____ 提示本文
ただし、適用事業所に使用されていても、下記1~5に該当する場合には適用除外となります。
- 臨時に使用される者で、1ヶ月以内の期間、日々雇い入れられる者
- 臨時に使用される者で、2ヶ月以内の所定期間を定めて使用される者
- 所在地が一定しない事業所に使用される者
- 季節的業務に4ヶ月以内の予定で使用される者(船舶所有者に使用される船員を除く)
- 臨時的事業の事業所に6ヶ月以内の予定で使用される者
いわゆるパートタイマーについては、その呼称に関係なく、その事業所に使用される正社員と比較して、労働時間または労働日数が概ね3/4未満であれば厚生年金保険の適用対象となりませんが、1日または1週間の労働時間および1ヶ月の労働日数が正社員の概ね3/4以上(一般的に労働時間が30時間/週 以上)であれば、厚生年金保険の適用対象となります。
また、平成28年10月1日より、労働時間・労働日数が3/4未満の短時間労働に対して厚生年金保険の適用範囲が拡大されました。
________
____ 提供情報
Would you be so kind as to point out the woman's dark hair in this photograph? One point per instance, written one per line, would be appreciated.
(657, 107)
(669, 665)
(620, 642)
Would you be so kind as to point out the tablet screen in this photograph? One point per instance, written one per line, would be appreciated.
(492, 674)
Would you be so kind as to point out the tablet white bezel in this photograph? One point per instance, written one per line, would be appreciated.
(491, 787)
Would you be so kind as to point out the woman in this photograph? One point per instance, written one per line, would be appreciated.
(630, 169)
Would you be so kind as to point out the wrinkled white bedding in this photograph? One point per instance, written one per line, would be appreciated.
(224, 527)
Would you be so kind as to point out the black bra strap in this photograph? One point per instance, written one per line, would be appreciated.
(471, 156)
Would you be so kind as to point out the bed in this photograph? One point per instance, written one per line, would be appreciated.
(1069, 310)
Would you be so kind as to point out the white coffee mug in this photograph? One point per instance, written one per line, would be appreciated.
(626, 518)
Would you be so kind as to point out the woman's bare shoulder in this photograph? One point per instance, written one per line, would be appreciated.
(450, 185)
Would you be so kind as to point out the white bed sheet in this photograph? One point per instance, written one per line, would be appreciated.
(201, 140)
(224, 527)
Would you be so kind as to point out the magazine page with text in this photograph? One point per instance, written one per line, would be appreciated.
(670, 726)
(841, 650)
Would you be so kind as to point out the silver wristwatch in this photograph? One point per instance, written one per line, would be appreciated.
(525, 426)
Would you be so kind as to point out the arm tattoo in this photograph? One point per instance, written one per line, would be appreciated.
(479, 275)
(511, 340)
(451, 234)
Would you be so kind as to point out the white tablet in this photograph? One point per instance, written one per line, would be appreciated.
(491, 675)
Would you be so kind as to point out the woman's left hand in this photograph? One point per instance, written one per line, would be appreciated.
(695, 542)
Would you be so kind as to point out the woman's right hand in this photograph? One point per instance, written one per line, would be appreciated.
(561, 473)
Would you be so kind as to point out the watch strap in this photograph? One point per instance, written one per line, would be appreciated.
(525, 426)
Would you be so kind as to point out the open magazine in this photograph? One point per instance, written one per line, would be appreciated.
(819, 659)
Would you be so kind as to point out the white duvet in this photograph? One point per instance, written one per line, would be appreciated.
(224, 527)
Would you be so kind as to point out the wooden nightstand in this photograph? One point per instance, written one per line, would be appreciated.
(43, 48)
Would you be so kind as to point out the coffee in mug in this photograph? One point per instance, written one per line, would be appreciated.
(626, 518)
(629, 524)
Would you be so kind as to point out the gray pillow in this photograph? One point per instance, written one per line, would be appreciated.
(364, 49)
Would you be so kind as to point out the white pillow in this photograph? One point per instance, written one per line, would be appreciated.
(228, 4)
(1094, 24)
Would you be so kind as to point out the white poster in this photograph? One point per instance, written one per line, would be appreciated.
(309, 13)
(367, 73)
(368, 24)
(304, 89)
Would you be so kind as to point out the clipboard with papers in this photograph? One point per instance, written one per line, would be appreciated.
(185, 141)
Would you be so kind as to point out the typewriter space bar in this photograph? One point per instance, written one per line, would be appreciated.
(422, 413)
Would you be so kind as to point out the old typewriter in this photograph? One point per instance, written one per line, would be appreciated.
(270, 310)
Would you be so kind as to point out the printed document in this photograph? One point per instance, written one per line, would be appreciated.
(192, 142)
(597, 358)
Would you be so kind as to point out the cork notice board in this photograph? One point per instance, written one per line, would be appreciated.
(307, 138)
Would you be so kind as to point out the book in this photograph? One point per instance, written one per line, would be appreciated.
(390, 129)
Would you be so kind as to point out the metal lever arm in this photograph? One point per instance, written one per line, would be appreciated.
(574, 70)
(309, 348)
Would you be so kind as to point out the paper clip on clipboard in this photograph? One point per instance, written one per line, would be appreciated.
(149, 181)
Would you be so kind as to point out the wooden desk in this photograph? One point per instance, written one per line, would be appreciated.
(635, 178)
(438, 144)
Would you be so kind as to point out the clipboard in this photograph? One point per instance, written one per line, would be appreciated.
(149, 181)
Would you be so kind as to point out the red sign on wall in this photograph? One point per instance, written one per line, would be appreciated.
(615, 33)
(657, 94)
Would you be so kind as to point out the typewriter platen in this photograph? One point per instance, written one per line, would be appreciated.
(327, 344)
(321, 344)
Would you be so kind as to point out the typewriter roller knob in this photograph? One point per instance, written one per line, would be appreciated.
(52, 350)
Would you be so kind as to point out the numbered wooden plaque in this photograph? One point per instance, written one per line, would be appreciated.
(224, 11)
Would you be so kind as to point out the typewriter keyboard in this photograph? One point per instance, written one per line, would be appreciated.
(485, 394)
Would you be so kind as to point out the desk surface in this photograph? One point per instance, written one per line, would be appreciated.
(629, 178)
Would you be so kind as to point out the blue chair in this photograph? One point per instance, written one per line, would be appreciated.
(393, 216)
________
情報の活用:
a - 本文で、適用事業所に使用されていても適用除外となる場合として挙げられている者を、すべて列挙せよ。
b - 本文のうち、「- 臨時的事業の事業所に6ヶ月以内の予定で使用される者」を含む語句で始まり「の適用範囲が拡大されました。」で終わる部分を、そのまま書き出してください。

番号付き回答:
a -
- 臨時に使用される者で、1ヶ月以内の期間、日々雇い入れられる者
- 臨時に使用される者で、2ヶ月以内の所定期間を定めて使用される者
- 所在地が一定しない事業所に使用される者
- 季節的業務に4ヶ月以内の予定で使用される者(船舶所有者に使用される船員を除く)
- 臨時的事業の事業所に6ヶ月以内の予定で使用される者

b -
- 臨時的事業の事業所に6ヶ月以内の予定で使用される者
いわゆるパートタイマーについては、その呼称に関係なく、その事業所に使用される正社員と比較して、労働時間または労働日数が概ね3/4未満であれば厚生年金保険の適用対象となりませんが、1日または1週間の労働時間および1ヶ月の労働日数が正社員の概ね3/4以上(一般的に労働時間が30時間/週 以上)であれば、厚生年金保険の適用対象となります。
また、平成28年10月1日より、労働時間・労働日数が3/4未満の短時間労働に対して厚生年金保険の適用範囲が拡大されました。